> **Texto de origem**
Este aviso é também feito por sindicatos e ordens que atribuem como um dos fatores para esta situação a saída de profissionais de saúde para o estrangeiro e para a reforma, no caso específico dos médicos.
O presidente da APHP, Óscar Gaspar, disse à Lusa que este é um problema que não afeta apenas Portugal, mas a Europa, gerando uma “grande preocupação”.
“Em toda a Europa há falta de médicos e falta de enfermeiros e também em Portugal temos essa questão. Às vezes há quem diga que é um problema de relação entre o público e o privado. Não é assim”, referiu Óscar Gaspar à agência Lusa, sublinhando que é um problema que afeta todo o sistema de saúde.
Para o presidente da APAH, este “é um desafio” que terá que se tentar resolver nos próximos anos: “É uma matéria de grande importância porque nós devemos ver o sistema a um prazo de cinco, 10 anos e, portanto, era muito importante que tivéssemos mais formação de profissionais de saúde” até porque “as necessidades vão ser claramente crescentes”.
As dificuldades são mais acentuadas em algumas especialidades, como Dermatologia, Anestesiologia ou Psiquiatria.
“É uma questão que foi detetada há uma série de anos e que tem vindo a agravar-se”, lamentou, alertando ainda que “há muitos médicos” à beira da reforma pelo que é preciso acautelar que haverá “formação suficiente” para as necessidades do país.
Contactado pela Lusa, o secretário-geral do Sindicato Independente dos Médicos (SIM) referiu que o “pico das reformas” será atingido nos próximos três anos no SNS, com a aposentação de cerca de 1.200 médicos hospitalares e cerca de 1.000 médicos de família, a que se juntam as rescisões.
“O facto de esta geração estar muito bem preparada, a qualidade da nossa formação ser de excelência e haver muitas alternativas e muita necessidade de médicos em todos os países do norte da Europa faz com que haja, tal como em muitas outras profissões, uma verdadeira corrida aos nossos médicos”, salientou.

> **Registos extraídos**
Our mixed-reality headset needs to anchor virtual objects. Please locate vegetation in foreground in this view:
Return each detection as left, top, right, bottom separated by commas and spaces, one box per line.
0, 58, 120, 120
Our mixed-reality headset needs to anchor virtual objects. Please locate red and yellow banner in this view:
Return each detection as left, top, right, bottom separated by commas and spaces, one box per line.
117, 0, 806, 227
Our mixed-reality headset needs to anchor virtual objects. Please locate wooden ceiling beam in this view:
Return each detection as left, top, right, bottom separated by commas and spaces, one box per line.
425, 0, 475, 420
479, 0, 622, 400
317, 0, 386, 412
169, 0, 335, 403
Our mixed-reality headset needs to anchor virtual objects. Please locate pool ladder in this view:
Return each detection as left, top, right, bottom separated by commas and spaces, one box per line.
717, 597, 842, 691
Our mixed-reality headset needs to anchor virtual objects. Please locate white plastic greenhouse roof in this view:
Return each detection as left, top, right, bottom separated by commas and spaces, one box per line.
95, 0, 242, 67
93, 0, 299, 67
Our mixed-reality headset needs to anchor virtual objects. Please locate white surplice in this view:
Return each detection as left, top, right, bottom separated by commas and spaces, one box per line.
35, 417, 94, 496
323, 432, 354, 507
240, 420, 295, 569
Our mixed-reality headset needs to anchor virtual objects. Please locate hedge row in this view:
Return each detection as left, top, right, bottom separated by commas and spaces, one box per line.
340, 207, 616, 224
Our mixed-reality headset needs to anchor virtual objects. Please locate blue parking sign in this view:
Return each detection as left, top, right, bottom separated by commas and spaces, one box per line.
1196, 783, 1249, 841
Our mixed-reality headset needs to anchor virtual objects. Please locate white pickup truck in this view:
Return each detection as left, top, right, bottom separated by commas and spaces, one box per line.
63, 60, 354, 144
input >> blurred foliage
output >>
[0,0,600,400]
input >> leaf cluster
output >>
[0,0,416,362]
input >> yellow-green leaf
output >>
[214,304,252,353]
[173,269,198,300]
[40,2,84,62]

> **Lista de tarefas**
1: Transcreva palavra por palavra todo o trecho do texto sobre a falta de profissionais de saúde, desde "O presidente da APHP, Óscar" até "sistema de saúde.".
2: Dê seguimento ao texto sobre a falta de médicos e enfermeiros a partir da última frase apresentada.

> **Respostas por tarefa**
1:
O presidente da APHP, Óscar Gaspar, disse à Lusa que este é um problema que não afeta apenas Portugal, mas a Europa, gerando uma “grande preocupação”.
“Em toda a Europa há falta de médicos e falta de enfermeiros e também em Portugal temos essa questão. Às vezes há quem diga que é um problema de relação entre o público e o privado. Não é assim”, referiu Óscar Gaspar à agência Lusa, sublinhando que é um problema que afeta todo o sistema de saúde.

2:
Como tal, disse, existe uma carência de especialistas devido
a “falta de investimento nos últimos anos”, mas também pelo facto de “não se valorizar o próprio estatuto de formador e de se ter tentado tapar o sol com a peneira, o que agrava a situação”.
Por parte dos hospitais privados, defendeu, “era essencial” que deixassem de “cometer o gravíssimo erro estratégico” de basear o seu trabalho em prestadores e aceitassem a proposta que o SIM fez há vários anos para um acordo de empresa para o setor.
“Lamentamos essa choraminguice e esperamos que negoceiem com os sindicatos médicos acordos de empresa que estabilizam e deem consistência e qualidade aos médicos”, disse Roque da Cunha.
O bastonário da Ordem dos Médicos, Miguel Guimarães, observou, por seu turno, que os hospitais privados têm muitos dos seus médicos, “para não dizer maioria”, a tempo parcial.
“Quando se diz que há falta de médicos é preciso haver uma justificação para a falta de médicos. Portanto, a questão que eu deixo em aberto é: qual é o tempo de espera para cirurgias e o tempo de espera para consultas, para poder perceber porque há falta de médicos no setor privado”, salientou.
Por outro lado, explicou, o setor privado atua consoantes as necessidades: “Quantos mais ‘clientes’ tiverem, mais aumentam a sua capacidade” e vice-versa.
O SNS não tem essa gestão “mais flexível” que permitiria ter “uma reserva estratégica” para responder a “várias ameaças” como pandemias, epidemias, catástrofes, como incêndios ou guerras.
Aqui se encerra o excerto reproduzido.